+++ PROVIDED DATA

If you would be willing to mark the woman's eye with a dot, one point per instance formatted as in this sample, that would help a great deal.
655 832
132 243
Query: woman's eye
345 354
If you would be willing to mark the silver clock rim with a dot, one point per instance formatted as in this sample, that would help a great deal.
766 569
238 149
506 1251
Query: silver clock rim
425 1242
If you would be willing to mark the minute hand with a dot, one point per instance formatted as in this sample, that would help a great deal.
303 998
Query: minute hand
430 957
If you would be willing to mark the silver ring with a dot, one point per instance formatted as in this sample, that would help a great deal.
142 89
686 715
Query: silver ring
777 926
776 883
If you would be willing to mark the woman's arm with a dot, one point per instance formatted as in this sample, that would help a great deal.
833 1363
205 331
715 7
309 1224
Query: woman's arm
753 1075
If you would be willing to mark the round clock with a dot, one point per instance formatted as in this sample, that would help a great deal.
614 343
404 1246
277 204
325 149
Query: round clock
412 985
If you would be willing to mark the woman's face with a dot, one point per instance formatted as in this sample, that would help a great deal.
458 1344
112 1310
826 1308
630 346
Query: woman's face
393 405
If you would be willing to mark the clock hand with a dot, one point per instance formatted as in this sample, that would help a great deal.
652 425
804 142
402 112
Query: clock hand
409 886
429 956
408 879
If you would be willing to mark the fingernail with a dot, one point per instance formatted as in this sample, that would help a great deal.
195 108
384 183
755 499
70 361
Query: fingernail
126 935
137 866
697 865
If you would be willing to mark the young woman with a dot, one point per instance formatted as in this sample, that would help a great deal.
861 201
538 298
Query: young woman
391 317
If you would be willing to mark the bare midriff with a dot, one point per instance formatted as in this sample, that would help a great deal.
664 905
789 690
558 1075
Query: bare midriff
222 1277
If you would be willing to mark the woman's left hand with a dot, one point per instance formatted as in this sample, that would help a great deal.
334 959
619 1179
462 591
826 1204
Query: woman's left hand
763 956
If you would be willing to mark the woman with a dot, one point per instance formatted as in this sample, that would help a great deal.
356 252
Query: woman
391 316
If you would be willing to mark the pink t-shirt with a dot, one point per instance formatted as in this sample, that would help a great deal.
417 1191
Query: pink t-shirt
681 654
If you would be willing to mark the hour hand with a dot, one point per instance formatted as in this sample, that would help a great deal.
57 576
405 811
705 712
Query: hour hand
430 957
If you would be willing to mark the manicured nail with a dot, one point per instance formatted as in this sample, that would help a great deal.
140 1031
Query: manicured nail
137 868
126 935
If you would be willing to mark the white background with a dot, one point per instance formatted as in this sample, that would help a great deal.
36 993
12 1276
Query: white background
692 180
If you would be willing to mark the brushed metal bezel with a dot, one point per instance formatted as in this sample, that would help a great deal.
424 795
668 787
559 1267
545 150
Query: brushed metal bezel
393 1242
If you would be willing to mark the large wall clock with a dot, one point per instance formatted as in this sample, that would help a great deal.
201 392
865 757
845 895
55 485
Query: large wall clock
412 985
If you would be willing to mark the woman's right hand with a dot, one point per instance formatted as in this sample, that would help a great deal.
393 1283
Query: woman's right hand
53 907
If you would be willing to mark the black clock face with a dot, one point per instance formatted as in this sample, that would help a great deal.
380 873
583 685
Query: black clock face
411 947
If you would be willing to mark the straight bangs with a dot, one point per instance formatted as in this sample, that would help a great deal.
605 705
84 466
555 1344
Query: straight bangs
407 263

++++++

*SHORT TASK*: Rescale the part of the data from the line containing "If you would be willing to mark the manicured" through the last line of the data, both included. Write out every line of that part again, with the requests and their sample numbers unchanged, but multiply each answer coordinate by 0.6 and round it to a whole number, with halves rounded up.

*ANSWER TO THE TASK*:
If you would be willing to mark the manicured nail with a dot, one point per instance formatted as in this sample, that would help a great deal.
140 1031
Query: manicured nail
82 521
76 561
If you would be willing to mark the white background with a dot, one point per instance formatted as in this sample, that would help a great deal.
36 993
12 1276
Query: white background
415 108
If you would be willing to mark the brushed metal bezel with a dot, one point per instance formatted as in this sample, that would help a great deal.
424 795
668 787
559 1267
545 150
Query: brushed metal bezel
236 745
If you would be willing to mark the large wall clock with a dot, one point per instance formatted as in this sample, that would help a great deal.
201 392
865 757
845 895
55 485
Query: large wall clock
247 591
If you would be willing to mark the woman's right hand with a dot, one point per instance formatted as in this sample, that would help a great deal.
393 1283
Query: woman's right hand
32 544
If you would be willing to mark the black clock face with a dot, one point per instance formatted as in this sample, that would help a great deal.
380 873
583 685
Query: black clock face
247 568
If you would be willing to mark the straight bangs with a dot, one point per instance formatted as in this sample, that would help a great deal.
605 705
84 466
555 1344
Query: straight bangs
244 158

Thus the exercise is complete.